What needs to be done: Please scale the entries starting at the line that has "the gabled house." and stopping after the last entry. Write out only those lines, with the requests unchanged, and multiply each point coordinate by 2.5, rounding to whole numbers with halves going up.

== Supplied information

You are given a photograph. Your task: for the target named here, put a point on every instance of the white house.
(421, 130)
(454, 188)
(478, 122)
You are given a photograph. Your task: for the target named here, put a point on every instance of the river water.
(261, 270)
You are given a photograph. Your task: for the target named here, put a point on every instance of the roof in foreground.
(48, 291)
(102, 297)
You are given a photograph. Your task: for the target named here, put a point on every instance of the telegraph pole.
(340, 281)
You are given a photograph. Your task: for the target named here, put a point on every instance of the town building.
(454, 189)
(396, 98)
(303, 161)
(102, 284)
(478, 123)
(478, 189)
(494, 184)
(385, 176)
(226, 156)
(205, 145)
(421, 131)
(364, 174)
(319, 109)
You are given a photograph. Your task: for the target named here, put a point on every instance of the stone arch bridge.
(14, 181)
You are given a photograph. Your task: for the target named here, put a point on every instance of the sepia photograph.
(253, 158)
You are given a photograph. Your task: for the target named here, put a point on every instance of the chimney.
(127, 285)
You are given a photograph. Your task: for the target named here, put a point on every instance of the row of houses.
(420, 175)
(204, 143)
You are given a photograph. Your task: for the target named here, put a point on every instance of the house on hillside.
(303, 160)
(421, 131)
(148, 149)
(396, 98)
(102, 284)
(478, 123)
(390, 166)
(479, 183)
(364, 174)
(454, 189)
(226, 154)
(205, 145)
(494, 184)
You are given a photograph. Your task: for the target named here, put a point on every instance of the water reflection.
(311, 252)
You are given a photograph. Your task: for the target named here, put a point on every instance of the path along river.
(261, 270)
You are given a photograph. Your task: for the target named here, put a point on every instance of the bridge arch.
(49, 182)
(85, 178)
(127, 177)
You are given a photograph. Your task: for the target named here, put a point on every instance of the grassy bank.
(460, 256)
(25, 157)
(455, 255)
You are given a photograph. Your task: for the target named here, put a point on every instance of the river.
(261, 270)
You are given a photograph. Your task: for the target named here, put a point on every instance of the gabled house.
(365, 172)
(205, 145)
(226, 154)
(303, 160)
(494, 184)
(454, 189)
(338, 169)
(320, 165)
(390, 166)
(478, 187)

====

Written response:
You are given a photograph. Your task: for the target named here, put a point on every instance of the gabled house.
(913, 430)
(513, 363)
(565, 385)
(758, 400)
(1235, 460)
(1135, 473)
(845, 423)
(800, 413)
(975, 415)
(1195, 468)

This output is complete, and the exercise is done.